Task - Copy the material below word for word and line for line, leaving out the pictures.

[BEGIN]

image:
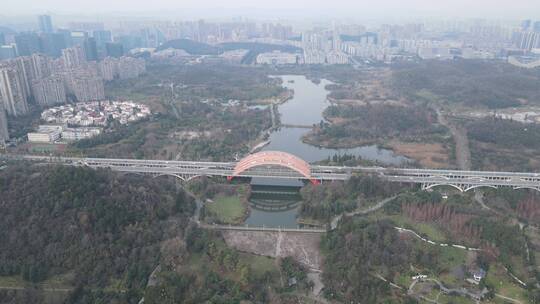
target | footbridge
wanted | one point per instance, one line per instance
(283, 165)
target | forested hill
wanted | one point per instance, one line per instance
(90, 228)
(470, 82)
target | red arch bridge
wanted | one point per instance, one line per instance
(277, 164)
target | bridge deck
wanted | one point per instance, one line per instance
(463, 180)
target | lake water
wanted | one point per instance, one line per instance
(305, 108)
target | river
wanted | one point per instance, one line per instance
(305, 108)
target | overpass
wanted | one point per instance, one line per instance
(282, 165)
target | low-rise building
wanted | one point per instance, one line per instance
(74, 134)
(277, 58)
(46, 134)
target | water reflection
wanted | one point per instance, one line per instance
(305, 108)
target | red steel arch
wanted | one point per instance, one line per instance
(275, 158)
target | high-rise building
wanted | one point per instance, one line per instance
(86, 87)
(102, 37)
(23, 66)
(67, 36)
(53, 44)
(108, 68)
(12, 92)
(525, 24)
(536, 27)
(78, 37)
(90, 49)
(8, 52)
(4, 133)
(129, 42)
(114, 49)
(27, 44)
(73, 57)
(45, 24)
(49, 91)
(41, 66)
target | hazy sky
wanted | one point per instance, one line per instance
(501, 9)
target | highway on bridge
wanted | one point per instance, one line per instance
(284, 165)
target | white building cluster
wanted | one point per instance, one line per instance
(85, 120)
(56, 133)
(96, 113)
(121, 68)
(277, 58)
(50, 81)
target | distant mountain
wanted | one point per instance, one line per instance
(256, 48)
(6, 30)
(191, 46)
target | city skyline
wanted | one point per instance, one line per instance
(280, 8)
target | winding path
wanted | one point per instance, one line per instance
(379, 205)
(463, 153)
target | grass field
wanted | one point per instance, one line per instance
(504, 285)
(427, 229)
(227, 209)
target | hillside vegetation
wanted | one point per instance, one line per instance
(95, 229)
(473, 83)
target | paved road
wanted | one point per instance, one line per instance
(379, 205)
(460, 179)
(463, 153)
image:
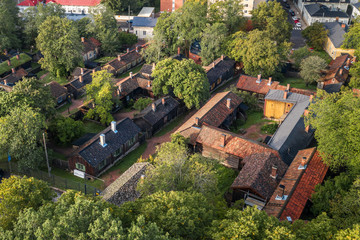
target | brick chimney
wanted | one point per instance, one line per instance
(222, 140)
(274, 172)
(228, 103)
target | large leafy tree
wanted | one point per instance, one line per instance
(10, 28)
(35, 16)
(272, 18)
(212, 42)
(310, 69)
(60, 44)
(100, 91)
(20, 136)
(186, 79)
(30, 91)
(259, 53)
(315, 35)
(19, 193)
(335, 119)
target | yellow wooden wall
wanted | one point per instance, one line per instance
(275, 109)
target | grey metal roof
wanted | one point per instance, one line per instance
(144, 22)
(335, 32)
(94, 153)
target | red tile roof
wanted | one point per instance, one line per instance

[END]

Reply to the exercise -
image:
target | footbridge
wanted | one point per instance, one line per instance
(283, 165)
target | forested hill
wanted | one point per instance, one line per instance
(90, 228)
(470, 82)
target | red arch bridge
wanted | one point per instance, one line per instance
(277, 164)
target | bridge deck
wanted | one point per instance, one line per instance
(463, 180)
target | lake water
wanted | one point per instance, one line per instance
(305, 108)
target | river
wanted | one point per instance, one line per instance
(305, 108)
target | overpass
wanted | one point per instance, one line per instance
(282, 165)
target | low-rise building
wanted | one point per instance, one line per instance
(74, 134)
(277, 58)
(46, 134)
target | water reflection
wanted | one point per instance, one line per instance
(305, 108)
target | red steel arch
wanted | one point per instance, one line per instance
(275, 158)
target | high-rise building
wanted | one point per instance, one line per instance
(86, 87)
(102, 37)
(23, 66)
(67, 36)
(53, 44)
(108, 68)
(12, 92)
(525, 24)
(536, 27)
(78, 37)
(90, 49)
(8, 52)
(4, 133)
(129, 42)
(114, 49)
(27, 44)
(73, 57)
(45, 24)
(49, 91)
(41, 66)
target | hazy sky
wanted | one point per instance, one line per instance
(501, 9)
target | highway on bridge
wanted | one point per instance, one line per instance
(284, 165)
target | white building cluster
wanted | one point per instance, one line per instance
(85, 120)
(56, 133)
(96, 113)
(121, 68)
(277, 58)
(50, 81)
target | distant mountain
wanted | one point per instance, one line per instance
(256, 48)
(6, 30)
(191, 46)
target | city skyline
wanted | one point per instance, one line per instance
(280, 8)
target | winding path
wanted | one point per instance, one line per instance
(379, 205)
(463, 153)
target | grass field
wanted | one point per instance, one line per instance
(504, 285)
(427, 229)
(227, 209)
target | hillside vegetation
wanted | one point per instance, one line per instance
(95, 229)
(473, 83)
target | paved road
wanted | one point per instance, one line per instance
(379, 205)
(460, 179)
(463, 153)
image:
target | brick chimney
wanted | one point per instance, one line per instance
(222, 140)
(274, 172)
(228, 103)
target | large leafy tree
wanted | one point per instance, one line per instance
(10, 28)
(35, 16)
(272, 18)
(212, 42)
(310, 69)
(60, 44)
(100, 91)
(20, 136)
(186, 79)
(30, 91)
(259, 53)
(315, 35)
(19, 193)
(335, 119)
target | yellow wooden wall
wanted | one point per instance, one line per instance
(275, 109)
target | grey metal roof
wanted | one point per instance, one line per instance
(144, 22)
(335, 32)
(94, 153)
target | red tile roof
wanted | one point per instance, one line per instance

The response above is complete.